DATA LISTING »
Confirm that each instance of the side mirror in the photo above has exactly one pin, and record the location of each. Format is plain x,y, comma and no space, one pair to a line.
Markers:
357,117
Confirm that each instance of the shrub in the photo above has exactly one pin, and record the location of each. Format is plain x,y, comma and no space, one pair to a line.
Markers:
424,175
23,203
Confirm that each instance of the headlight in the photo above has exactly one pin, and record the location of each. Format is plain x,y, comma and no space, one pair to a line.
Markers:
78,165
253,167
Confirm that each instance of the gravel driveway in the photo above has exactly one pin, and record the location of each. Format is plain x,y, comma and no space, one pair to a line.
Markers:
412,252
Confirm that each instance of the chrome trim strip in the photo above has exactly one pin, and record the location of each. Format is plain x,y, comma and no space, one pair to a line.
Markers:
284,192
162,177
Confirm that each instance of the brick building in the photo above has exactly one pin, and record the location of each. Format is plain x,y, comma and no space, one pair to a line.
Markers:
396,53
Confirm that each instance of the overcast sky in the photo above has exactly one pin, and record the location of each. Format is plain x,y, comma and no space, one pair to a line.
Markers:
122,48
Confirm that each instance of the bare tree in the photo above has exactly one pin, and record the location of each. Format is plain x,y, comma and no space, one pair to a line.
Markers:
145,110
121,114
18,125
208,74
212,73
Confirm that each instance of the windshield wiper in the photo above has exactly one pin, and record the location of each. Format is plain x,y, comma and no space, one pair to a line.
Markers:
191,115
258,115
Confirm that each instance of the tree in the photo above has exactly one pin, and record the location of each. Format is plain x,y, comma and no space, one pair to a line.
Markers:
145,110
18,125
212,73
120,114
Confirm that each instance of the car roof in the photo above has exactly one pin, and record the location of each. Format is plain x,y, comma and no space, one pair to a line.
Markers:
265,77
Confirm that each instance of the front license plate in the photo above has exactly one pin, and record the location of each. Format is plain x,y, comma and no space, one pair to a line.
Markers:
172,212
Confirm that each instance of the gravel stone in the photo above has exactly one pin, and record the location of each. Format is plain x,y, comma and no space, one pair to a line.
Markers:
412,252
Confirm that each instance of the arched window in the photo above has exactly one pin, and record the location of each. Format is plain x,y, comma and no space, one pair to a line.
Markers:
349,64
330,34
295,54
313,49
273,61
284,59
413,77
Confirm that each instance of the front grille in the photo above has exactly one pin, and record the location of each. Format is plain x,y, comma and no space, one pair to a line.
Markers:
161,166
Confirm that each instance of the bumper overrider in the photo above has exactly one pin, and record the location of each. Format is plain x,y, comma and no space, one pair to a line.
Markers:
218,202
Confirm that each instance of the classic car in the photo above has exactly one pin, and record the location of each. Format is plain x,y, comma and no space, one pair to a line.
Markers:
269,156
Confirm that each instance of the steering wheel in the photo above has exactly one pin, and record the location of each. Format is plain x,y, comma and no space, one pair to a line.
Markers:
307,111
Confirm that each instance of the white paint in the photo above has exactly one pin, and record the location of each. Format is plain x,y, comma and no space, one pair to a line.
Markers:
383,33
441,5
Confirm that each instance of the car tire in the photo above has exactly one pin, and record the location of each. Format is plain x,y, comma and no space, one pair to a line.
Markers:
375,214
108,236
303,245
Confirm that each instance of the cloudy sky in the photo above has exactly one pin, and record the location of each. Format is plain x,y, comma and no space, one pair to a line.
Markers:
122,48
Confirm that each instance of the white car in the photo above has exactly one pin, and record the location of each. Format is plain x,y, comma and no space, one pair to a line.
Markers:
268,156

YOUR GOAL » Please copy word for word the part of the items that opens with the line containing "Confirm that each instance of the white car" and runs through the end of the items.

FINAL RESULT »
Confirm that each instance of the white car in the photo above has exactly one pin, and record the location of each. Format is plain x,y, comma and no space, one pair to a line.
Markers:
268,156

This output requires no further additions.